*Problem statement:* Copy out the material below with every "marker" changed to "dot" and nothing else altered, and omit the pictures.

============

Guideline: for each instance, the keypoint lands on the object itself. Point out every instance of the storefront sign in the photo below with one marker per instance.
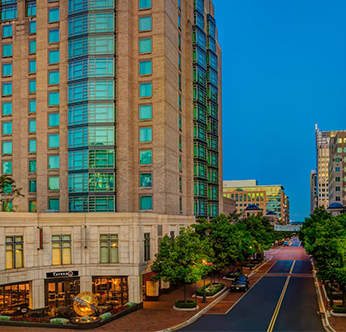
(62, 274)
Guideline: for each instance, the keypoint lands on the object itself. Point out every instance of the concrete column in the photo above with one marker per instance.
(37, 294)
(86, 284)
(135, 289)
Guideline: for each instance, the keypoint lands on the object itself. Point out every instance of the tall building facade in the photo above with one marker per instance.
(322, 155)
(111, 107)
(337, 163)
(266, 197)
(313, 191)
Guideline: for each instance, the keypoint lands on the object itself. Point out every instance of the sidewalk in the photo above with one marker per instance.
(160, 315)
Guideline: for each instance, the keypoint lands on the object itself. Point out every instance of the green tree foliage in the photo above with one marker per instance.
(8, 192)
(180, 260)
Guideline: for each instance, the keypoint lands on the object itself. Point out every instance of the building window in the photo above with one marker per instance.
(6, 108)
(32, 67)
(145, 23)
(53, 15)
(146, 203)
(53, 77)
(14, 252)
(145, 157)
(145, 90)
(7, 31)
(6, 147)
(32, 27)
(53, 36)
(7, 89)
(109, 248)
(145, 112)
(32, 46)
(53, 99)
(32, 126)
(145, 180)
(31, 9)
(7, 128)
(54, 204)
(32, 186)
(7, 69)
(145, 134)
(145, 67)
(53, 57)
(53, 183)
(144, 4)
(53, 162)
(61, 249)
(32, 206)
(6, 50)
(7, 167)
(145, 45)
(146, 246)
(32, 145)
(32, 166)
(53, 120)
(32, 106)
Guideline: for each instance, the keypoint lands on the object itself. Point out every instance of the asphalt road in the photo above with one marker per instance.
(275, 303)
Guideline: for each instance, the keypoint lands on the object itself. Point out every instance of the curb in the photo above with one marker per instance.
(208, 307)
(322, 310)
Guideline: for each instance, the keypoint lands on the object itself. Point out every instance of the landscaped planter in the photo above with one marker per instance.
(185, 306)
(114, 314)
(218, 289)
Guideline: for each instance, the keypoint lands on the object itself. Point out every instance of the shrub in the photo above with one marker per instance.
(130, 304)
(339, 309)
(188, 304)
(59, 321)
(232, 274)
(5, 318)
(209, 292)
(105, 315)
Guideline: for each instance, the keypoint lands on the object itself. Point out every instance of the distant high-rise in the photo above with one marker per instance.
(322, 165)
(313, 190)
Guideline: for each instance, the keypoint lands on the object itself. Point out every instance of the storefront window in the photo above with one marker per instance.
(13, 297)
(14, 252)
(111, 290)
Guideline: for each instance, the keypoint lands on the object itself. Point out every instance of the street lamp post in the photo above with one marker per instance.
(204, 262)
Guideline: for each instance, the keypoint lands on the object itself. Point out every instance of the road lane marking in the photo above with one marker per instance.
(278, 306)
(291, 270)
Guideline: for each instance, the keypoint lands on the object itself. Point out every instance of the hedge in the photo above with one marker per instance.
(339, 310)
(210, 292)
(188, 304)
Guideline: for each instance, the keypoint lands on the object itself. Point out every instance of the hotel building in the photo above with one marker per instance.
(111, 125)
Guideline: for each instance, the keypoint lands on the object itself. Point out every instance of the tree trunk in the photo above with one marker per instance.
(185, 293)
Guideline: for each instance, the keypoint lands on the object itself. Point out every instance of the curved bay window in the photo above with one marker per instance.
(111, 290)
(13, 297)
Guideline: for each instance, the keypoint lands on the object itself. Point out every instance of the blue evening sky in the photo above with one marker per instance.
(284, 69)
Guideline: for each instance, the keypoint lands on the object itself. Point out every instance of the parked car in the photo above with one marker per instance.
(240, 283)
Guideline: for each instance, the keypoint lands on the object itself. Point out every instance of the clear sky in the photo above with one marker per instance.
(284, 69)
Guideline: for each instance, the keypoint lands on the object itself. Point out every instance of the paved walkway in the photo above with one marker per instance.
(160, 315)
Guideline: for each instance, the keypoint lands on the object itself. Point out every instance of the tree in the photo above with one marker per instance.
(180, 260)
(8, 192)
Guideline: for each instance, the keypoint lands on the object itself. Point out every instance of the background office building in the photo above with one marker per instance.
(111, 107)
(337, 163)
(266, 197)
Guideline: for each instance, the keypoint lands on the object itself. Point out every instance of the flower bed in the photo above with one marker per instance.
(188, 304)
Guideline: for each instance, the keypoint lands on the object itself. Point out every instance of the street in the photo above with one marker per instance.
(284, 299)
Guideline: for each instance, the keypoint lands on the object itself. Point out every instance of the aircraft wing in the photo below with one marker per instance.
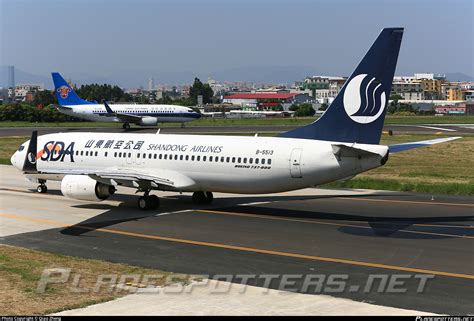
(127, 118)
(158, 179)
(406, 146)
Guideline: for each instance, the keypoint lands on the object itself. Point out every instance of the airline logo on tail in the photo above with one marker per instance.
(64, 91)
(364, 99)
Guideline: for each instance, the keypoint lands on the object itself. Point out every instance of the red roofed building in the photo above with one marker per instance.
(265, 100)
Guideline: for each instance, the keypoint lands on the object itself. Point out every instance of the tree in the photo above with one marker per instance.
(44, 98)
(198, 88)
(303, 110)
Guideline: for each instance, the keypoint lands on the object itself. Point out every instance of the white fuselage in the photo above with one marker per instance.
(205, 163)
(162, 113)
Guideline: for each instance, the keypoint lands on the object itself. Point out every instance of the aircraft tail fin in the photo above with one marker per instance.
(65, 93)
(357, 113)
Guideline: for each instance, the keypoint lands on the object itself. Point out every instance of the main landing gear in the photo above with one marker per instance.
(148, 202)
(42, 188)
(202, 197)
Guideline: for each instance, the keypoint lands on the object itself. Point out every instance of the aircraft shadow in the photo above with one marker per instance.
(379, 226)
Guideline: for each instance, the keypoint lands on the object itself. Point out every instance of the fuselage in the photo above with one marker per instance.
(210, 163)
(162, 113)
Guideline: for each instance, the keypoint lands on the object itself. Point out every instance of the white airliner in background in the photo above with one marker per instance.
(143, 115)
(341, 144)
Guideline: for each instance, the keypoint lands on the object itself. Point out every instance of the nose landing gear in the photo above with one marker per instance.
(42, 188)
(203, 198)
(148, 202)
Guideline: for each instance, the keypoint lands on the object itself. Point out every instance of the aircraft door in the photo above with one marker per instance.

============

*Written reply:*
Guideline: for each instance, the keypoint lands on the object itself. Point out every instance of the storefront sign in the photo below with one dot per instance.
(62, 274)
Guideline: for each instance, the keypoint lands on the object itself. Point out every instance of the concrete column in the photo above with one dot per instance.
(37, 294)
(86, 284)
(135, 289)
Guideline: for each instance, the keypoint lands on the object itself. Point out every instance of the tall building facade in the photo above with one dot per instance.
(322, 155)
(111, 107)
(337, 163)
(266, 197)
(313, 191)
Guideline: for each instance, the keypoint lands on the object itself. Point out every instance of the sidewalk in the photo above with one dot per instance.
(160, 315)
Guideline: for each instance, the keypoint lands on the object itself. Point out every instance of the green tree foliage in the photo above with one dot per instance.
(8, 192)
(180, 260)
Guideline: for each instance, the keypoint lands on the object itself. Point out every instance of the building window in the photo above with one dot per instance.
(6, 108)
(32, 67)
(145, 23)
(53, 15)
(146, 203)
(53, 77)
(14, 252)
(145, 157)
(145, 90)
(7, 31)
(6, 147)
(32, 27)
(53, 36)
(7, 89)
(109, 248)
(145, 112)
(32, 46)
(53, 99)
(32, 126)
(145, 180)
(31, 9)
(7, 128)
(54, 204)
(32, 186)
(7, 69)
(145, 134)
(145, 67)
(53, 57)
(53, 183)
(144, 4)
(53, 162)
(61, 249)
(32, 206)
(6, 50)
(7, 167)
(145, 45)
(146, 246)
(32, 145)
(32, 166)
(53, 120)
(32, 106)
Guideline: for each instance, the keypoint lands on the object itself. Point out every instance of the asphalt road in the photo above with one dot per instance.
(275, 303)
Guideline: for each instance, the keypoint lands on the object itself. Point out every instance of the curb in the photo above with one dot per instance.
(208, 307)
(322, 310)
Guideline: for each instance, the keypoint lands on the object itself. Point out every instance of the landscaped planter in the photo above with one dot per instance.
(185, 306)
(114, 314)
(218, 289)
Guideline: for each instance, the keypoint lands on the object itself. Point out every instance of the shrub in the photo above with one dot per instance.
(130, 304)
(339, 309)
(188, 304)
(59, 321)
(232, 274)
(5, 318)
(209, 292)
(105, 315)
Guideline: for each instance, the keypoint lands on the object itself. Point out every instance of the distant high-rise in the photo above with one dot per instance.
(322, 165)
(313, 190)
Guideline: for each instance, the keypoint lands on the object itself. Point out every instance of the storefront window in the photo above with one dot per instance.
(13, 297)
(14, 252)
(111, 290)
Guideline: for each instance, the keypoint lands on the object itself. Point out every instance of the street lamp post in the photo above with one dot per instance.
(204, 262)
Guideline: for each instance, the keypoint lands on the object itself. Point out every instance of the road lane marking in the photo above with one dot per instance.
(278, 306)
(291, 270)
Guideline: for each instance, the keypoint lands on the object itself. Point out every instance of the hedge in the photo above with one dot per instance.
(339, 310)
(210, 292)
(188, 304)
Guideline: for each instance, the keypoint lands on the object itself. Point out every instance of the hotel building in the photo above with one dot per instance.
(111, 125)
Guideline: for each instance, the keypoint lands on the object itself. Point out every instance of the tree trunk in the photo above with one dot per instance.
(185, 293)
Guideline: for each instance, the keypoint lands on the object itself. Point out every instance of the curved bay window in the photo above with one dot per instance.
(111, 290)
(13, 297)
Guideline: for each instance, the keypoint lands on the object itself. Point out every instance of the blue evening sky in the photo above with one dot per instance.
(284, 69)
Guideline: for each instance, the keypoint lands on the object itself. Point out every instance of the parked car in the photo above with one dot per instance.
(240, 283)
Guideline: for each instance, the keypoint lands on the object itself. Point out every instance of the clear sky in the photo above with one dot per instance.
(284, 69)
Guideline: for each instance, the keypoint lands on the object itself. Point out every instance of the paved walkway in the photo above with one dot per instance.
(160, 315)
Guideline: for each instance, the keypoint lands on the object itself. Point out every instance of the tree in the photo above with one dot per instance.
(180, 260)
(8, 192)
Guideline: for each instance, the keypoint lands on the object itself. Point out every instance of the background office building in the photo above with one dot per instance.
(111, 107)
(337, 163)
(266, 197)
Guideline: for each instance, the keypoint lands on the object itself. Point out every instance of the flower bed in the photo above with one dot per instance.
(188, 304)
Guideline: for each instance, the keypoint lands on the object itself. Point out every instance of the street in the photo above with one dot per instance.
(284, 299)
Guideline: for each instance, the keypoint lands on the object itself. Point out every instance of the aircraft wing in the photo below with one dot per instance.
(127, 118)
(158, 179)
(406, 146)
Guideline: for each instance, the keypoint lands on the object itself. Point out every instance of the airline logo on tail in the photo above with one dot per instance.
(64, 91)
(364, 99)
Guideline: for each instance, the keypoint lands on the object itself. Point out every instance of the red roofed building in the photo above with one dot per instance.
(265, 100)
Guideline: for each instance, the keypoint lands on the object itself. Point out every instance of the tree in the photo above with one dot per instance.
(44, 98)
(198, 88)
(303, 110)
Guideline: for each instance, the keypoint lands on the object itself. Point out every instance of the white fuselage in the photo above with one dot per instance.
(205, 163)
(162, 113)
Guideline: for each instance, the keypoint lands on the object itself. Point out every instance of the aircraft tail fin in the photo above with one dot per instance.
(65, 93)
(357, 113)
Guideline: for each instance, the keypoint lands on the object itself. Point out every instance of the main landing gear in the photo above with one dot per instance.
(148, 202)
(42, 188)
(202, 197)
Guideline: for each instance, the keypoint lands on the object itself. Point out every instance of the aircraft shadow in the photo above with one dot per instance.
(379, 226)
Guideline: for each instance, the keypoint lands on the object itself. Point out every instance of the fuselage in the photo above with one dot per instance.
(210, 163)
(162, 113)
Guideline: for each instance, the keypoint lands on the object itself. Point out every instance of the white airliner in background in the photo above with one dot per instance.
(143, 115)
(341, 144)
Guideline: for each instance, the keypoint lands on the object itself. Point out every instance of the nose landing gear in the photo above with one dot per instance.
(42, 188)
(203, 198)
(148, 202)
Guideline: for each instance, the keypoint lands on the object itself. Point out every instance of the aircraft door in the photo above with one dot per instance.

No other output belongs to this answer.